» Dataset content

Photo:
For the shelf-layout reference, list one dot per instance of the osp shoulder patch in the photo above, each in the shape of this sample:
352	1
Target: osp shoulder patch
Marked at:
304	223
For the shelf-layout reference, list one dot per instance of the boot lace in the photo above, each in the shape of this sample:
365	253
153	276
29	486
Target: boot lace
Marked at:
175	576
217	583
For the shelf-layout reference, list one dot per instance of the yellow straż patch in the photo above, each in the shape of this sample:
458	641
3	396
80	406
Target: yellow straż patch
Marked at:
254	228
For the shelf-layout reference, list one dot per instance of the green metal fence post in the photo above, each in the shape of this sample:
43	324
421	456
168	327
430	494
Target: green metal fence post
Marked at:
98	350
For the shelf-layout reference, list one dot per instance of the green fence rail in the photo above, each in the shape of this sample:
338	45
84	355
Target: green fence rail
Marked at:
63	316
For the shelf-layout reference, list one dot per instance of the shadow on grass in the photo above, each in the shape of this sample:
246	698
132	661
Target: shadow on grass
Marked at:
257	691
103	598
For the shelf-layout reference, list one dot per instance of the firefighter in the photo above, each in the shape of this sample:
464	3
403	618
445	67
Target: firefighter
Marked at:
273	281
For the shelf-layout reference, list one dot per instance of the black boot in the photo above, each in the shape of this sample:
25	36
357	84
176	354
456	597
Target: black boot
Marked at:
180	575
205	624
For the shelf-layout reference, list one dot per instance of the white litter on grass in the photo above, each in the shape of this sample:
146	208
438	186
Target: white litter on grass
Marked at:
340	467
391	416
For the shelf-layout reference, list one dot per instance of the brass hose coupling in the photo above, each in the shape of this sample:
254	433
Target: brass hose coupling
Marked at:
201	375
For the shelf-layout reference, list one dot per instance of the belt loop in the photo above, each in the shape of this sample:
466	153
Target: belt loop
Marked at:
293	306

» Exercise directions
Extract every record. Keep wording exact.

» Completed exercise
Photo:
For the shelf-layout reference, list one dot per instance of the osp shoulder patch in the photo above, each in the shape of this sample:
352	1
Target: osp shoulder patch
Marked at:
304	223
For the shelf-layout reference, list one dot per instance of the boot lace in the photo above, each in the shape of this sample:
365	253
153	276
29	486
Target: boot lace
Marked at:
175	576
217	583
For the shelf-layout reference, list one dot per instance of the yellow straż patch in the photo above, each in the shape of this sample:
458	641
3	396
80	406
Target: yellow straż patch
Marked at:
254	228
For the shelf-layout reference, list one dot per instance of the green metal fence post in the photo above, each in the shape of this sample:
43	324
421	456
168	327
430	494
Target: green metal fence post
Marked at:
98	350
For the shelf-layout reference, list one dot per instance of the green fence rail in the photo above, each in the shape of this sample:
338	45
84	355
Target: green fence rail
Marked at:
63	316
For the shelf-layout reference, list one dot per instance of the shadow on grass in the photo above, each in the shape of this sample:
246	698
132	661
Target: shadow on grass
Marked at:
257	691
103	598
For the shelf-layout reference, list one dot per instance of the firefighter in the photo above, each in the shape of this sample:
464	3
403	618
445	67
Target: firefighter
Marked at:
273	281
For the shelf-layout reference, list one dot per instance of the black boot in the photo above, each in the shape of this sample:
25	36
357	84
176	354
456	597
Target: black boot
Marked at:
180	575
205	624
For the shelf-layout reference, list one dot per instance of the white litter on grass in the photo above, each in the shape of this sample:
146	208
438	186
Target: white litter on grass
Marked at:
340	467
391	416
For the shelf-layout reference, list one dot per instance of the brass hose coupling in the photo above, each in the shape of this sample:
254	433
Target: brass hose coupling
Marked at:
201	375
For the shelf-layout reference, list one dot per instance of the belt loop in the photo above, each in the shape of this sample:
466	153
Target: belt loop
Marked at:
293	306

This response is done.